[EXERCISE PROMPT]
Retype, word for word, every line from the one holding "For this challenge, identify the distant" through the one holding "point(855, 608)" in the entries below, both included, and only those lines.

[INFORMATION SUPPLIED]
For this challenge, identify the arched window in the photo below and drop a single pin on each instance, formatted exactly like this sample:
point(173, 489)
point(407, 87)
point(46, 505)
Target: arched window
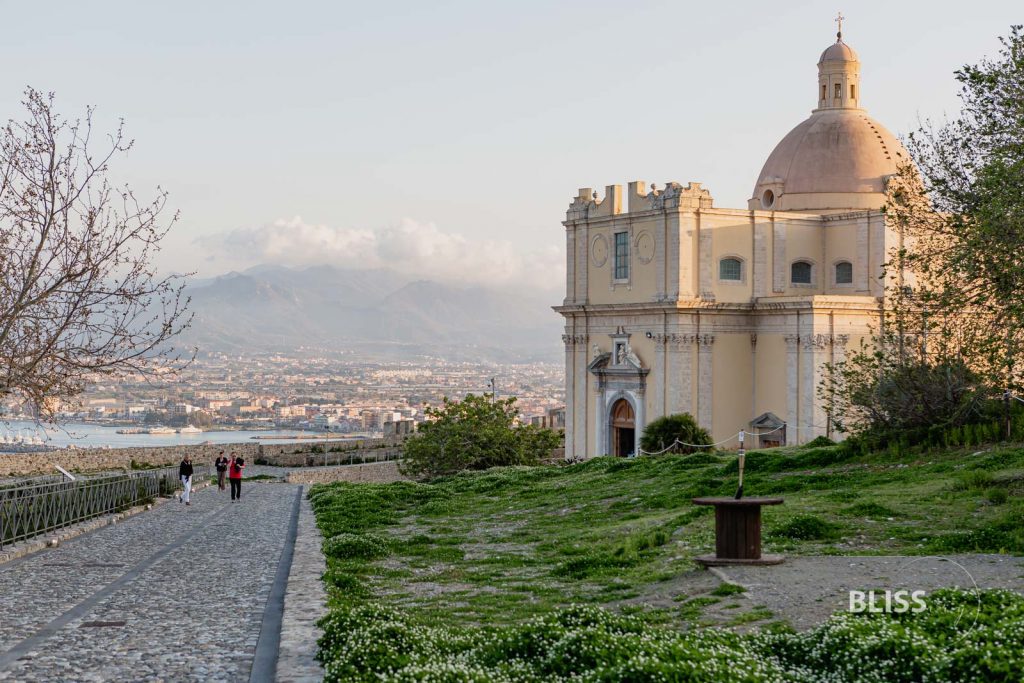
point(844, 272)
point(800, 272)
point(730, 269)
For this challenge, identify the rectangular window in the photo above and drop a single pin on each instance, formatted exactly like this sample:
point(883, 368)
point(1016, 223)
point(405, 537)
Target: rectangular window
point(622, 255)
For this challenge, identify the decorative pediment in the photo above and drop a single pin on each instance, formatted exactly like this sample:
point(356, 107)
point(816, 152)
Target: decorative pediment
point(767, 421)
point(629, 365)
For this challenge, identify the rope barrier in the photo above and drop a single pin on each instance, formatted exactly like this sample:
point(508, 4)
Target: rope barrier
point(641, 452)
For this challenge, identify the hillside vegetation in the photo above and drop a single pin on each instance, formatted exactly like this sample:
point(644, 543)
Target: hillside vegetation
point(500, 549)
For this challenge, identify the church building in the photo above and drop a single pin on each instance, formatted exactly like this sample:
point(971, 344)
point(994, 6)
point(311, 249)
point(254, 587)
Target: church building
point(675, 305)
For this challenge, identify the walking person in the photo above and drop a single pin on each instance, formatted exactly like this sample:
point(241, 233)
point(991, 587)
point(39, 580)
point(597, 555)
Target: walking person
point(221, 464)
point(235, 476)
point(184, 473)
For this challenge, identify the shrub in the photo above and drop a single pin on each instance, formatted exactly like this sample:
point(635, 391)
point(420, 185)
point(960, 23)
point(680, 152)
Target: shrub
point(475, 433)
point(996, 496)
point(590, 644)
point(725, 590)
point(355, 546)
point(672, 432)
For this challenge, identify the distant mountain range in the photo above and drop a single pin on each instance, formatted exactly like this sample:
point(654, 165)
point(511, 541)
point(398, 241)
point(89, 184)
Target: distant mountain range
point(374, 313)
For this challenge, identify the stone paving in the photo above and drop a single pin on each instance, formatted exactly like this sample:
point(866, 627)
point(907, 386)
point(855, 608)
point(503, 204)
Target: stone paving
point(174, 594)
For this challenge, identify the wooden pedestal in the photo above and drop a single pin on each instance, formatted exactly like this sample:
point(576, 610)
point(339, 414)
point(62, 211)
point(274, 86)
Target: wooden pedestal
point(737, 531)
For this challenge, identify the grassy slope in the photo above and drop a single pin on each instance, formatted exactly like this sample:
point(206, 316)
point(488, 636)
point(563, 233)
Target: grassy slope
point(496, 547)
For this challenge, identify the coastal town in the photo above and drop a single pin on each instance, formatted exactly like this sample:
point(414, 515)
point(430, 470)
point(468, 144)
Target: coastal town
point(324, 393)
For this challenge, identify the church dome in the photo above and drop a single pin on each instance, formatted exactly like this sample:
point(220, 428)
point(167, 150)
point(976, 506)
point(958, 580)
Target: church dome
point(840, 158)
point(840, 51)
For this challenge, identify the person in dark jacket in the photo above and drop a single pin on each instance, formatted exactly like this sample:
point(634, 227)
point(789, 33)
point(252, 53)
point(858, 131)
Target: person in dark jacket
point(184, 473)
point(235, 476)
point(221, 464)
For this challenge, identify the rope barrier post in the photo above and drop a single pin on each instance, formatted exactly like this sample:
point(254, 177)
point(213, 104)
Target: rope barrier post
point(742, 458)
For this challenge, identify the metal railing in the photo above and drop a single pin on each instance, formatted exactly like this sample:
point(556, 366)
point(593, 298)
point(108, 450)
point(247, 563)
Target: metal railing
point(354, 457)
point(31, 509)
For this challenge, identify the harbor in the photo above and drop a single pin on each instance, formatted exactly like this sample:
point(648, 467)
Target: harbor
point(28, 436)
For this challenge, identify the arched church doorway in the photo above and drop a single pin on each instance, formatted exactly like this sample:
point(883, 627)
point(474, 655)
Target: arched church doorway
point(623, 428)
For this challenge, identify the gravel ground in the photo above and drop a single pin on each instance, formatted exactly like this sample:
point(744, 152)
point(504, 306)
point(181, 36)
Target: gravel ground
point(174, 594)
point(805, 591)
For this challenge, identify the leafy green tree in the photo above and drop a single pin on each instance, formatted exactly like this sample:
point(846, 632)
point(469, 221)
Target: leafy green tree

[RESULT]
For this challenge, identify the distant mountain range in the photo above and drop a single pin on each instance, formatted exactly like this sample:
point(654, 165)
point(511, 541)
point(398, 241)
point(89, 184)
Target: distant mountain range
point(374, 313)
For this challenge, identify the stone paving in the photo above and drop a single pin on each instance, formatted exactly like this sample:
point(866, 627)
point(907, 386)
point(855, 608)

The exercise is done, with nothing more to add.